GIVEN REQUEST
Count the lines in the records below that contain the string "fish", with case counting, and reply with that number alone.

################

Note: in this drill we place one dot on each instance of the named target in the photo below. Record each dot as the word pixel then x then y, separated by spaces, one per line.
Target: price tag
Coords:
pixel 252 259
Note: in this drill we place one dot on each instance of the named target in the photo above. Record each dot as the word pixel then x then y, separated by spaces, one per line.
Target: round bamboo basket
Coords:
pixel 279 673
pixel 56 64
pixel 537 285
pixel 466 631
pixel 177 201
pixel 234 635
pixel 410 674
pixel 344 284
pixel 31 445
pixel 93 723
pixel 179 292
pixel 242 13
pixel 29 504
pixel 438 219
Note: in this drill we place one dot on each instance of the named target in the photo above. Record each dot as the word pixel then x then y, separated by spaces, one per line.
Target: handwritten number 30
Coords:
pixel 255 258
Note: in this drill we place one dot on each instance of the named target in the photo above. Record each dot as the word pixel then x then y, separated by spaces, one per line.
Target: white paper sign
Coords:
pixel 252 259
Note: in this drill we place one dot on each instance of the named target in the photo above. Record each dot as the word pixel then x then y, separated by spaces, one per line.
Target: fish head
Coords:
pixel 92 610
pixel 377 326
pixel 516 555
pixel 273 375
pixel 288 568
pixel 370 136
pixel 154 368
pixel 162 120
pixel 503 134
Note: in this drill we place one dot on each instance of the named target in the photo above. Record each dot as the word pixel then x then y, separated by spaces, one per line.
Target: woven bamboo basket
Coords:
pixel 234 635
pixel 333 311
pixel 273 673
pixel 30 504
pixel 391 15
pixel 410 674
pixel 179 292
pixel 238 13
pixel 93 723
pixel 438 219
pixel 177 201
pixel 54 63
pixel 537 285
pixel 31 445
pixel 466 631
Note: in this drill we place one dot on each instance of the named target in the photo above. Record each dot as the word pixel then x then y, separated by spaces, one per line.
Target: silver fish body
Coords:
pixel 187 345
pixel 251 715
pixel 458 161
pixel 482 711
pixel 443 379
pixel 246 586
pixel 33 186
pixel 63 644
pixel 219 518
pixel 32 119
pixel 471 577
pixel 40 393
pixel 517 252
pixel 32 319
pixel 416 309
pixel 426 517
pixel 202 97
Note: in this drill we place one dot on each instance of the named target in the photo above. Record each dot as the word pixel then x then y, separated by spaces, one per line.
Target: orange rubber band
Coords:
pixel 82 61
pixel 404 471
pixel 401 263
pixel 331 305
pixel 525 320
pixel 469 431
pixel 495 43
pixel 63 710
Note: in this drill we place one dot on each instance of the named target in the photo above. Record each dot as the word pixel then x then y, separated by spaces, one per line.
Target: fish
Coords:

################

SOLUTION BELOW
3